EXERCISE: Without omitting anything, return the records precisely as given.

ENTRIES SUPPLIED:
--------------------------------------------------
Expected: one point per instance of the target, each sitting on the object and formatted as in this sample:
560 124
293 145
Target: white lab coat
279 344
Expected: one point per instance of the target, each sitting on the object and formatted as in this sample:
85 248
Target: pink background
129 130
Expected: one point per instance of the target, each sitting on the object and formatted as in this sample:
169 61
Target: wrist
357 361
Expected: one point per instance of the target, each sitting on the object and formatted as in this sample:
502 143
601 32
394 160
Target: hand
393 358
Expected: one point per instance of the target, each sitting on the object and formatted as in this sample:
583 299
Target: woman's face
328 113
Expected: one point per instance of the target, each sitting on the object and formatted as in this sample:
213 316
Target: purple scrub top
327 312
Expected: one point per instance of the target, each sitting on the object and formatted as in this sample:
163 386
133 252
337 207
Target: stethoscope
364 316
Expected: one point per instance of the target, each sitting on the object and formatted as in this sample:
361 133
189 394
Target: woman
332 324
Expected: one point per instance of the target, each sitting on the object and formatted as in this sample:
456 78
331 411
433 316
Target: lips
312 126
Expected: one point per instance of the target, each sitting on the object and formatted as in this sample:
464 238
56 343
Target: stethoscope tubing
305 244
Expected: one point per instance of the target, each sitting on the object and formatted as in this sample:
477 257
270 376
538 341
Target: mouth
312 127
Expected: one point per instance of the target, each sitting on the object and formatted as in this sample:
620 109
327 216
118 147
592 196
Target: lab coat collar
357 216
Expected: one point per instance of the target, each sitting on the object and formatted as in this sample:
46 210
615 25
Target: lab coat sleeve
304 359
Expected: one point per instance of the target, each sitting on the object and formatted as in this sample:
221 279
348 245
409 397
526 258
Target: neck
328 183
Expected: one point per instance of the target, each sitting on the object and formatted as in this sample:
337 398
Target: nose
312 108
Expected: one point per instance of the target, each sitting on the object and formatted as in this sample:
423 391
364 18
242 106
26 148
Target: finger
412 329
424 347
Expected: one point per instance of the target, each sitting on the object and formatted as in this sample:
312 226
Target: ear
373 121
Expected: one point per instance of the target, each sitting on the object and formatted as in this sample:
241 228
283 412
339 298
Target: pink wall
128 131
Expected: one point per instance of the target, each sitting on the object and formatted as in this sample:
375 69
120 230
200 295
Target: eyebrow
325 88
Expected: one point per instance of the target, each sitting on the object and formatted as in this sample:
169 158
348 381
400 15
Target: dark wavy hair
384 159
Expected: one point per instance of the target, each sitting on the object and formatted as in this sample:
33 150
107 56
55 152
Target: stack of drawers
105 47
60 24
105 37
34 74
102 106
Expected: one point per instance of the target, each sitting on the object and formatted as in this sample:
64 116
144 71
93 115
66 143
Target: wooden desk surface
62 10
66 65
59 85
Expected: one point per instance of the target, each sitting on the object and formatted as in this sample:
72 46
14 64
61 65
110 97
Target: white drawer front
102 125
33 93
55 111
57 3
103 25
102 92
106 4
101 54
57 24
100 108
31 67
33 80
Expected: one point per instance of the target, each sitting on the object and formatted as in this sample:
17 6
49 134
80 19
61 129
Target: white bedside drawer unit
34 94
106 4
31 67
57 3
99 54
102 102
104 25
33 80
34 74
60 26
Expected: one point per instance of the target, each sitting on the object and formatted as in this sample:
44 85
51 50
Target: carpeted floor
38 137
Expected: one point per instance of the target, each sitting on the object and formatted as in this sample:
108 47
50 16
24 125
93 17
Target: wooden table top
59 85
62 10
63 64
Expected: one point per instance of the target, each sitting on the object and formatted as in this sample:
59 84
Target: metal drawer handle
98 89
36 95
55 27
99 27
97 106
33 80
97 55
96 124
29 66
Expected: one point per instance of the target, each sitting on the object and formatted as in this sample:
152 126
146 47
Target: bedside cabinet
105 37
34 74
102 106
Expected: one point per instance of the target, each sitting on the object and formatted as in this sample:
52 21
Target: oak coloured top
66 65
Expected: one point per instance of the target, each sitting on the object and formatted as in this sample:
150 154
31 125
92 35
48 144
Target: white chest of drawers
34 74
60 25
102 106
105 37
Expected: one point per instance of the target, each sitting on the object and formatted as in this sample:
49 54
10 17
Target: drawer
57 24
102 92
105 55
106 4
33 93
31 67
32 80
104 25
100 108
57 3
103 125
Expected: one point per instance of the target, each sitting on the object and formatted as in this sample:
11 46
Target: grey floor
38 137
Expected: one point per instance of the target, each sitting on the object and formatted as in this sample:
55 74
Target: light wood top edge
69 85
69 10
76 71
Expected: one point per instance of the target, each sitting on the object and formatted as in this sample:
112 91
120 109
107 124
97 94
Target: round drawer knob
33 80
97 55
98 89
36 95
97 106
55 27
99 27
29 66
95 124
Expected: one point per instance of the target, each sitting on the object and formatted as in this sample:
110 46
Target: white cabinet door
--------------------------------------------------
WORKED SOLUTION:
Expected: one point per instance of the target, each sitting on the object and formatted as in this sample:
560 124
293 145
Target: white lab coat
279 344
Expected: one point per instance of the target, each sitting on the object and formatted as in this sample:
85 248
Target: pink background
129 130
Expected: one point per instance of the target, each sitting on the object and formatted as in this sample:
169 61
Target: wrist
357 361
Expected: one point per instance of the target, each sitting on the object and formatted as in this sample:
502 143
601 32
394 160
Target: hand
393 358
Expected: one point per instance of the target, each sitting on the object and formatted as in this sample:
583 299
Target: woman's face
328 113
Expected: one point per instance of the target, each sitting on the object and formatted as in this sample:
213 316
Target: purple scrub top
327 312
Expected: one point per instance of the target, each sitting on the object and formatted as in this sample:
163 386
133 252
337 207
Target: stethoscope
364 316
Expected: one point per instance of the target, each sitting on the object and formatted as in this sample:
361 133
189 394
Target: woman
332 324
Expected: one point per instance of the target, each sitting on the object and formatted as in this sample:
456 78
331 411
433 316
Target: lips
312 126
Expected: one point per instance of the target, each sitting on the object and formatted as in this sample:
464 238
56 343
Target: stethoscope tubing
305 244
Expected: one point per instance of the target, each sitting on the object and formatted as in this sample:
477 257
270 376
538 341
Target: mouth
312 127
Expected: one point per instance of the target, each sitting on the object and formatted as in this sample:
620 109
327 216
118 147
592 196
Target: lab coat collar
357 216
Expected: one point per instance of the target, each sitting on the object and formatted as in this sample:
46 210
615 25
Target: lab coat sleeve
304 359
Expected: one point per instance of the target, each sitting on the object and formatted as in this sample:
221 279
348 245
409 397
526 258
Target: neck
328 183
Expected: one point per instance of the target, each sitting on the object and formatted as in this sample:
337 398
Target: nose
312 108
Expected: one point per instance of the target, each sitting on the object and formatted as in this sample:
423 391
364 18
242 106
26 148
Target: finger
412 329
424 347
Expected: one point per instance of the target, each sitting on the object and formatted as in this sample:
312 226
Target: ear
373 121
Expected: one point per instance of the target, each sitting on the object and formatted as in this sample:
241 228
283 412
339 298
Target: pink wall
128 131
Expected: one point per instance of the target, each sitting on the object and formatted as in this sample:
375 69
120 230
200 295
Target: eyebrow
325 88
Expected: one point per instance of the target, each sitting on the object and formatted as in this sample:
169 158
348 381
400 15
Target: dark wavy hair
384 159
Expected: one point per instance of the target, each sitting on the object and formatted as in this sample:
33 150
107 56
55 152
Target: stack of drawers
105 47
60 24
105 37
34 74
102 106
Expected: one point per instance of the target, each sitting on the object and formatted as in this sample:
64 116
144 71
93 115
66 143
Target: wooden desk surface
62 10
66 65
59 85
Expected: one point per instance of the target, each sitting on the object and formatted as in this sample:
72 46
14 64
61 65
110 97
Target: white drawer front
102 125
33 93
55 111
57 3
103 25
102 92
106 4
101 54
57 24
100 108
31 67
33 80
Expected: one point per instance of the target, each sitting on the object and formatted as in this sample:
17 6
49 134
80 19
61 129
Target: white bedside drawer unit
34 94
106 4
31 67
57 3
99 54
102 102
104 25
33 80
34 74
60 26
Expected: one point per instance of the target, each sitting on the object and formatted as in this sample:
44 85
51 50
Target: carpeted floor
38 137
Expected: one point per instance of the target, each sitting on the object and formatted as in this sample:
108 47
50 16
24 125
93 17
Target: wooden table top
59 85
62 10
63 64
Expected: one point per instance of the target, each sitting on the object and formatted as in this sample:
59 84
Target: metal drawer handle
98 89
36 95
55 27
99 27
97 106
33 80
97 55
96 124
29 66
Expected: one point per instance of the target, each sitting on the object and formatted as in this sample:
152 126
146 47
Target: bedside cabinet
105 37
34 74
102 106
Expected: one point per instance of the target, each sitting on the object and formatted as in this sample:
52 21
Target: oak coloured top
66 65
Expected: one point per instance of the target, each sitting on the object and formatted as in this sample:
150 154
31 125
92 35
48 144
Target: white chest of drawers
34 74
60 25
102 106
105 37
Expected: one point per instance of the target, each sitting on the object and formatted as in this sample:
49 54
10 17
Target: drawer
57 24
102 92
105 55
106 4
33 93
31 67
32 80
104 25
100 108
57 3
103 125
Expected: one point per instance of the target, each sitting on the object and formatted as in this sample:
11 46
Target: grey floor
38 137
Expected: one point per instance of the target, each sitting on the object and formatted as in this sample:
55 74
Target: light wood top edge
69 85
69 10
76 71
Expected: one point per instance of the target, each sitting on the object and formatted as in this sample:
112 91
120 109
107 124
97 94
Target: round drawer knob
33 80
97 55
98 89
36 95
97 106
55 27
99 27
29 66
95 124
Expected: one point per instance of the target, each sitting on the object and formatted as in this sample:
110 46
Target: white cabinet door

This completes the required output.